[Image-grounded pointing data]

◇ ◇ ◇ ◇ ◇ ◇ ◇

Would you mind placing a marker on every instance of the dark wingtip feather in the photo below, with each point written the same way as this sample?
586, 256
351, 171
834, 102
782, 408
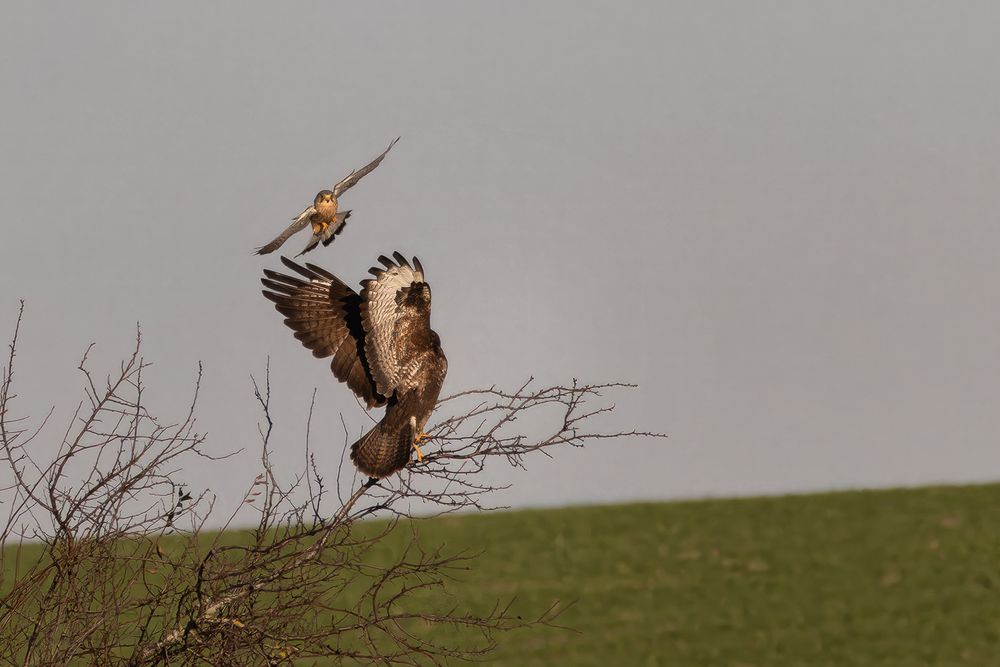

◇ ◇ ◇ ◇ ◇ ◇ ◇

▶ Task prompt:
Each record must be quoted in full and exactly. Do not include the pictures.

▶ Expected output:
Would you mind placing a marker on every instance of the dark wingtip feather in the photo below, with each point written the same way as this sample?
586, 256
351, 171
834, 102
782, 408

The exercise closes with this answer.